● **Exercise instructions**
The material below contains a line with "positive clicks: (324, 405) (344, 34)" and a line with "box: [0, 1, 626, 417]". Copy exactly those two lines and all lines between them.
Start of Records
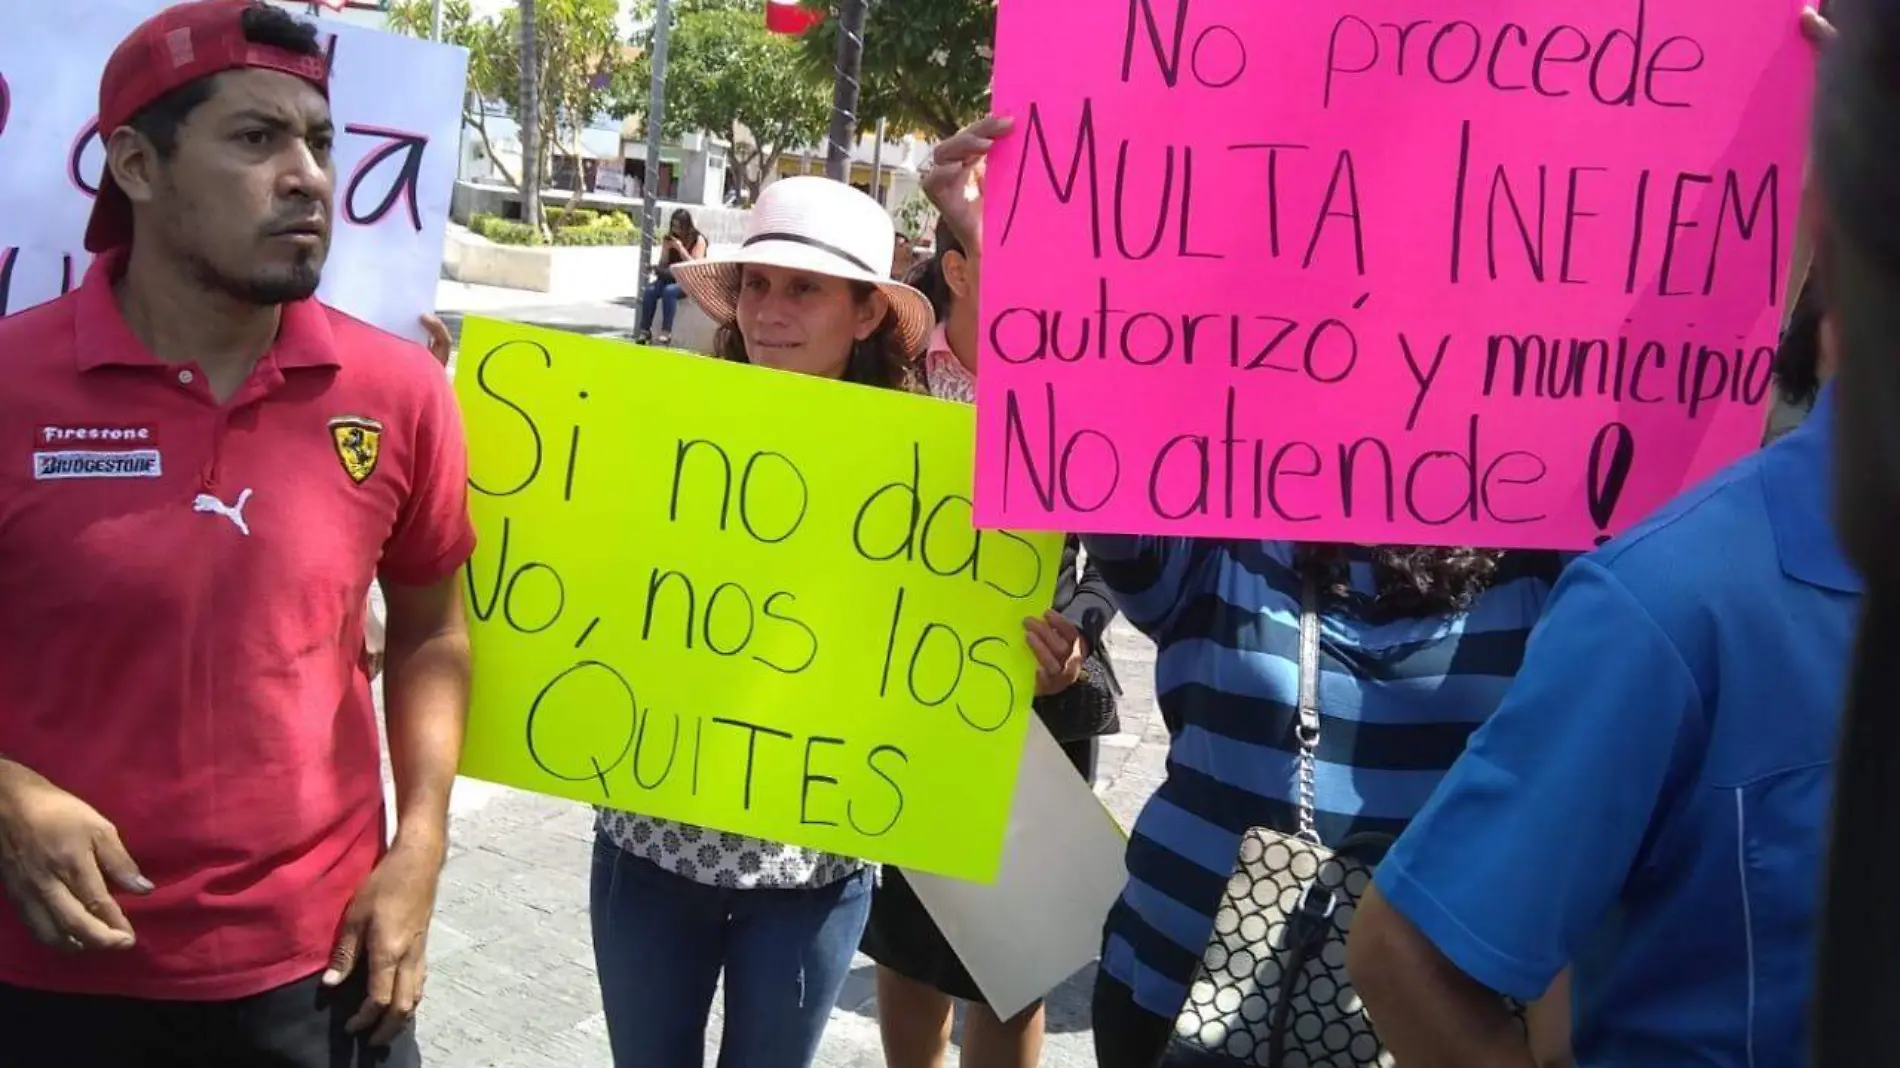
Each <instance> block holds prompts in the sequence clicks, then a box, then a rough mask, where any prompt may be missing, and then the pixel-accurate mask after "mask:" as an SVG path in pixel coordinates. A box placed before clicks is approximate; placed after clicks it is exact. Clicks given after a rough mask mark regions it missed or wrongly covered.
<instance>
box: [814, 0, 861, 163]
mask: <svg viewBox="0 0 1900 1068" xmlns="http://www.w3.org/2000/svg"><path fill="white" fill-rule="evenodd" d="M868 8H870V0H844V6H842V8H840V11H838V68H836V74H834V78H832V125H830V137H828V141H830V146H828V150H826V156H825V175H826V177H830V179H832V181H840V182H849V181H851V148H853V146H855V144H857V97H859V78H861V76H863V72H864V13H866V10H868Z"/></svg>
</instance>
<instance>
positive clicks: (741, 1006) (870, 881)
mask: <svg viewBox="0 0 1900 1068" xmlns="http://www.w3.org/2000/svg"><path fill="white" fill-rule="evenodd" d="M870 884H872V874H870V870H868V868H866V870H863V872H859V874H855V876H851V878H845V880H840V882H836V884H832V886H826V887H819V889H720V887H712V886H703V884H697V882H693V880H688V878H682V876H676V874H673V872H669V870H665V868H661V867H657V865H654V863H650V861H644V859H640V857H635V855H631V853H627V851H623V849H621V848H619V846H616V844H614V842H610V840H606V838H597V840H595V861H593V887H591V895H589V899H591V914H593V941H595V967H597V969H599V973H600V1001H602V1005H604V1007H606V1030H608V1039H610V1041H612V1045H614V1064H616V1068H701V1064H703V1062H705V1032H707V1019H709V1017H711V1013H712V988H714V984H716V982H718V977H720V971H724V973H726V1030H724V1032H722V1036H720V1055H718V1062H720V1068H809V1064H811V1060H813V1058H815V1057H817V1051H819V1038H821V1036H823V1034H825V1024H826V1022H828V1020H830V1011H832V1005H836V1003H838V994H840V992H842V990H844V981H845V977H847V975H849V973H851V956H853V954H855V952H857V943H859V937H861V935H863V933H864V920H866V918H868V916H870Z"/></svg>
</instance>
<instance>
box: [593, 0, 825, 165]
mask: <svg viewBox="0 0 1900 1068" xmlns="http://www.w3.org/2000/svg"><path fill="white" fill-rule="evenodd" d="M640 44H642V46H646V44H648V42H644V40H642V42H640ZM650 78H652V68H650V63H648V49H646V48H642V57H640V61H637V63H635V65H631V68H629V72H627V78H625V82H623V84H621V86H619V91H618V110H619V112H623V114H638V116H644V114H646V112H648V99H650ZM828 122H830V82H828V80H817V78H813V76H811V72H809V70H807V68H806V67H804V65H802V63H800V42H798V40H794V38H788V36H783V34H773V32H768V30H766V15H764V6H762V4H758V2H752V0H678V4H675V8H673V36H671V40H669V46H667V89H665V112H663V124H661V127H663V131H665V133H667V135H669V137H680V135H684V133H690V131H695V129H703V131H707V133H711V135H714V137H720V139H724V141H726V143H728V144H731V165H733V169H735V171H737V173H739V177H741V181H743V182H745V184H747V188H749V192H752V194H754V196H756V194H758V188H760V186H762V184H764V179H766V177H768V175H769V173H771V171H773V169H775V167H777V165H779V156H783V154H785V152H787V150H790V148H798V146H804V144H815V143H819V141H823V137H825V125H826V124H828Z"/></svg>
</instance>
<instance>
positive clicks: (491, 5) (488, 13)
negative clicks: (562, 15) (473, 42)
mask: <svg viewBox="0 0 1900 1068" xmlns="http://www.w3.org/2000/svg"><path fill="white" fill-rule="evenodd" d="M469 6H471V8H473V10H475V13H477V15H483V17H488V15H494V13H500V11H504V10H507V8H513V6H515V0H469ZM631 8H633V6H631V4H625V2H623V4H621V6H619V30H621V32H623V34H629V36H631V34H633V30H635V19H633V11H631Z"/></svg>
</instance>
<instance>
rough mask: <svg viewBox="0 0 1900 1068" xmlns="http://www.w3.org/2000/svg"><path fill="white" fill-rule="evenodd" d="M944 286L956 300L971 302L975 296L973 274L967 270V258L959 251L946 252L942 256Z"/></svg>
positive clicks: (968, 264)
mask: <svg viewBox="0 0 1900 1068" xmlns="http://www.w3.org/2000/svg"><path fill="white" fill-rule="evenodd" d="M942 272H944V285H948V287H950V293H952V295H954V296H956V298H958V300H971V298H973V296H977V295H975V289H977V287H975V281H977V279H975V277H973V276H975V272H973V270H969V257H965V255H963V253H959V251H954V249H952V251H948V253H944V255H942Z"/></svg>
End of Records
Start of Records
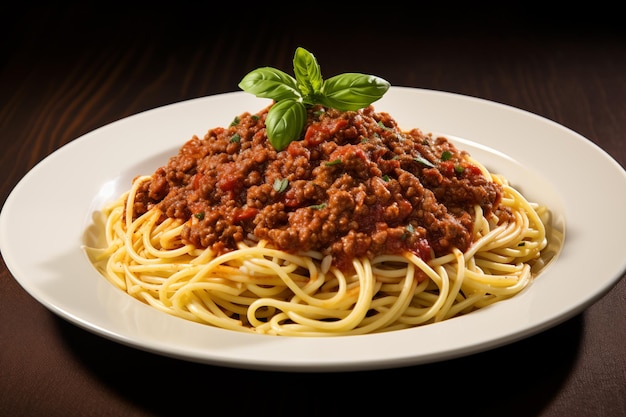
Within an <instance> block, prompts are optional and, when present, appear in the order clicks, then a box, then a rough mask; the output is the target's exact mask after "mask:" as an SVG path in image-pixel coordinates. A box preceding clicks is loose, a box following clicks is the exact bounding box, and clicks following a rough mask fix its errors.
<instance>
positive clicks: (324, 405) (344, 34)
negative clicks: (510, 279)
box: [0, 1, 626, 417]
End of Records
Start of Records
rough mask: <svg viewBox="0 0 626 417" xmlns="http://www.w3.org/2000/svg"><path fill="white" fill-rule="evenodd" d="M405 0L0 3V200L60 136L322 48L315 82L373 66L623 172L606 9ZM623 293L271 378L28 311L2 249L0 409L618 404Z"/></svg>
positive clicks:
End of Records
● **Reply to the exercise**
positive clicks: (324, 405) (344, 34)
negative clicks: (510, 279)
box: [0, 1, 626, 417]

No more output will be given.